[Text-to-region grounding data]

————

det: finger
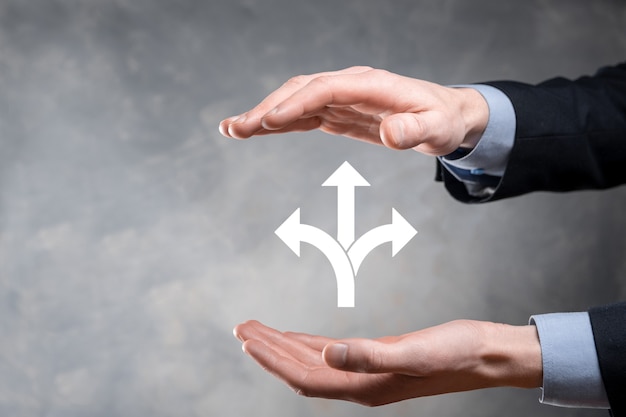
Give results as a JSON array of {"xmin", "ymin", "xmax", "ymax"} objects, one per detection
[
  {"xmin": 234, "ymin": 321, "xmax": 325, "ymax": 366},
  {"xmin": 253, "ymin": 324, "xmax": 327, "ymax": 366},
  {"xmin": 242, "ymin": 339, "xmax": 336, "ymax": 395},
  {"xmin": 229, "ymin": 113, "xmax": 382, "ymax": 144},
  {"xmin": 283, "ymin": 331, "xmax": 335, "ymax": 351},
  {"xmin": 223, "ymin": 66, "xmax": 372, "ymax": 139},
  {"xmin": 231, "ymin": 116, "xmax": 323, "ymax": 138},
  {"xmin": 322, "ymin": 338, "xmax": 412, "ymax": 374},
  {"xmin": 233, "ymin": 319, "xmax": 264, "ymax": 342},
  {"xmin": 234, "ymin": 108, "xmax": 382, "ymax": 144},
  {"xmin": 218, "ymin": 116, "xmax": 240, "ymax": 138},
  {"xmin": 260, "ymin": 69, "xmax": 391, "ymax": 131},
  {"xmin": 242, "ymin": 338, "xmax": 388, "ymax": 401},
  {"xmin": 249, "ymin": 66, "xmax": 373, "ymax": 119},
  {"xmin": 234, "ymin": 321, "xmax": 301, "ymax": 364}
]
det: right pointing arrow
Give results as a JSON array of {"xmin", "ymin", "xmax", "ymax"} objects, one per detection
[{"xmin": 346, "ymin": 208, "xmax": 417, "ymax": 274}]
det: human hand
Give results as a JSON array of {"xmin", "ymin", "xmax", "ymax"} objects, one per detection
[
  {"xmin": 233, "ymin": 319, "xmax": 541, "ymax": 406},
  {"xmin": 219, "ymin": 66, "xmax": 489, "ymax": 155}
]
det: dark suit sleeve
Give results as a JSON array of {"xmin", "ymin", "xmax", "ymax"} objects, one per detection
[
  {"xmin": 437, "ymin": 63, "xmax": 626, "ymax": 414},
  {"xmin": 437, "ymin": 62, "xmax": 626, "ymax": 203},
  {"xmin": 588, "ymin": 302, "xmax": 626, "ymax": 416}
]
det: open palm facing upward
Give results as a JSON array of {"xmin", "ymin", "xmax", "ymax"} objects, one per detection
[{"xmin": 233, "ymin": 319, "xmax": 542, "ymax": 406}]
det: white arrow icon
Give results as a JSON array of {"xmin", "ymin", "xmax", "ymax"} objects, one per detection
[
  {"xmin": 322, "ymin": 161, "xmax": 369, "ymax": 249},
  {"xmin": 347, "ymin": 208, "xmax": 417, "ymax": 274},
  {"xmin": 275, "ymin": 162, "xmax": 417, "ymax": 307},
  {"xmin": 275, "ymin": 208, "xmax": 355, "ymax": 307}
]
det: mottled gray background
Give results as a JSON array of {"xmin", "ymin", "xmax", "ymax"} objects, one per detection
[{"xmin": 0, "ymin": 1, "xmax": 625, "ymax": 416}]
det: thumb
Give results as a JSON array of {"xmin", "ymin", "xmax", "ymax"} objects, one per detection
[
  {"xmin": 322, "ymin": 339, "xmax": 404, "ymax": 373},
  {"xmin": 380, "ymin": 112, "xmax": 460, "ymax": 155}
]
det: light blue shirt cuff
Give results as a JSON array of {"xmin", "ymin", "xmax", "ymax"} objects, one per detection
[
  {"xmin": 439, "ymin": 84, "xmax": 516, "ymax": 177},
  {"xmin": 530, "ymin": 312, "xmax": 609, "ymax": 409}
]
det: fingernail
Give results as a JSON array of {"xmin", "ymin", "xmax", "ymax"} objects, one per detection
[
  {"xmin": 261, "ymin": 108, "xmax": 280, "ymax": 130},
  {"xmin": 389, "ymin": 119, "xmax": 406, "ymax": 147},
  {"xmin": 324, "ymin": 343, "xmax": 348, "ymax": 367},
  {"xmin": 234, "ymin": 114, "xmax": 247, "ymax": 124}
]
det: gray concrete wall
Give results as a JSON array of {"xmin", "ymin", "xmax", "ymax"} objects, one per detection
[{"xmin": 0, "ymin": 1, "xmax": 624, "ymax": 416}]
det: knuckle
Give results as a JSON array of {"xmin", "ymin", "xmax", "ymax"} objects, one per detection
[
  {"xmin": 284, "ymin": 74, "xmax": 309, "ymax": 87},
  {"xmin": 368, "ymin": 67, "xmax": 391, "ymax": 79},
  {"xmin": 308, "ymin": 76, "xmax": 335, "ymax": 103},
  {"xmin": 311, "ymin": 74, "xmax": 333, "ymax": 87},
  {"xmin": 410, "ymin": 117, "xmax": 428, "ymax": 142},
  {"xmin": 350, "ymin": 65, "xmax": 374, "ymax": 72},
  {"xmin": 364, "ymin": 345, "xmax": 385, "ymax": 372}
]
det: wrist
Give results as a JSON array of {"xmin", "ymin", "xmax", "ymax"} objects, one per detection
[{"xmin": 479, "ymin": 322, "xmax": 543, "ymax": 389}]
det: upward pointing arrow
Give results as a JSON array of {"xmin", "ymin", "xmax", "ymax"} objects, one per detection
[{"xmin": 322, "ymin": 161, "xmax": 370, "ymax": 250}]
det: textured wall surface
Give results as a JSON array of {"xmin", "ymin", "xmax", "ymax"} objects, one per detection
[{"xmin": 0, "ymin": 1, "xmax": 625, "ymax": 416}]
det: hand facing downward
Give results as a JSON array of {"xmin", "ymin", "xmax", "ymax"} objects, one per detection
[
  {"xmin": 219, "ymin": 67, "xmax": 489, "ymax": 156},
  {"xmin": 233, "ymin": 319, "xmax": 542, "ymax": 406}
]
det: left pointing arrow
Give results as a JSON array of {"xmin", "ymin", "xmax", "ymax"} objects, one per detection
[{"xmin": 275, "ymin": 208, "xmax": 357, "ymax": 307}]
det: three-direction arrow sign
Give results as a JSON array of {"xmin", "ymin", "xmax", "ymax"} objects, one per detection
[{"xmin": 275, "ymin": 161, "xmax": 418, "ymax": 307}]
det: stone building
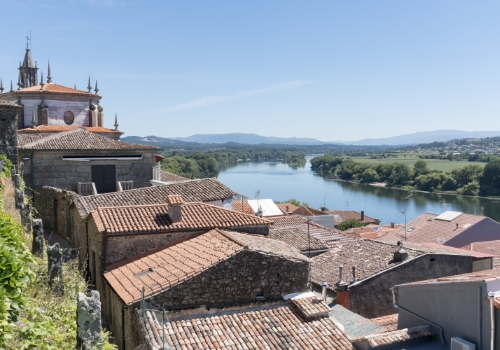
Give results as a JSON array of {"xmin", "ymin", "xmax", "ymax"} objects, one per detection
[
  {"xmin": 0, "ymin": 43, "xmax": 122, "ymax": 139},
  {"xmin": 0, "ymin": 100, "xmax": 21, "ymax": 166},
  {"xmin": 103, "ymin": 229, "xmax": 311, "ymax": 350},
  {"xmin": 311, "ymin": 239, "xmax": 492, "ymax": 318}
]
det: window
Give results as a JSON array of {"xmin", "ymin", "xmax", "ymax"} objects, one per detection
[{"xmin": 63, "ymin": 110, "xmax": 74, "ymax": 125}]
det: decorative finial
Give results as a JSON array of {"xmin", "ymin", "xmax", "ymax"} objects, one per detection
[
  {"xmin": 31, "ymin": 109, "xmax": 37, "ymax": 129},
  {"xmin": 0, "ymin": 78, "xmax": 3, "ymax": 93},
  {"xmin": 114, "ymin": 114, "xmax": 119, "ymax": 131},
  {"xmin": 26, "ymin": 36, "xmax": 29, "ymax": 48},
  {"xmin": 87, "ymin": 77, "xmax": 92, "ymax": 93},
  {"xmin": 17, "ymin": 70, "xmax": 22, "ymax": 90},
  {"xmin": 40, "ymin": 71, "xmax": 45, "ymax": 90},
  {"xmin": 10, "ymin": 80, "xmax": 13, "ymax": 92},
  {"xmin": 74, "ymin": 83, "xmax": 76, "ymax": 90},
  {"xmin": 47, "ymin": 61, "xmax": 52, "ymax": 83},
  {"xmin": 94, "ymin": 80, "xmax": 99, "ymax": 94}
]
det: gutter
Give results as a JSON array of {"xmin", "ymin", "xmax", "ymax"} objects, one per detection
[{"xmin": 391, "ymin": 287, "xmax": 446, "ymax": 346}]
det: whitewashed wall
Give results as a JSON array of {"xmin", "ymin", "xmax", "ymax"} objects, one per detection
[{"xmin": 21, "ymin": 99, "xmax": 90, "ymax": 126}]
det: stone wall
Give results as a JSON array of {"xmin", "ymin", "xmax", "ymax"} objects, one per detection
[
  {"xmin": 20, "ymin": 150, "xmax": 156, "ymax": 192},
  {"xmin": 148, "ymin": 249, "xmax": 310, "ymax": 310},
  {"xmin": 33, "ymin": 186, "xmax": 79, "ymax": 239},
  {"xmin": 347, "ymin": 254, "xmax": 474, "ymax": 318},
  {"xmin": 0, "ymin": 102, "xmax": 21, "ymax": 165}
]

————

* [Work to be completed] Of the entries above, transcribe exactly those lines that fall between the line containing "det: window" and the line containing "det: decorative finial", together with those two lines.

* [Result for this task]
det: window
Give results as a JSON array of {"xmin", "ymin", "xmax", "ymax"} objects, one per detection
[{"xmin": 63, "ymin": 110, "xmax": 74, "ymax": 125}]
det: decorative finial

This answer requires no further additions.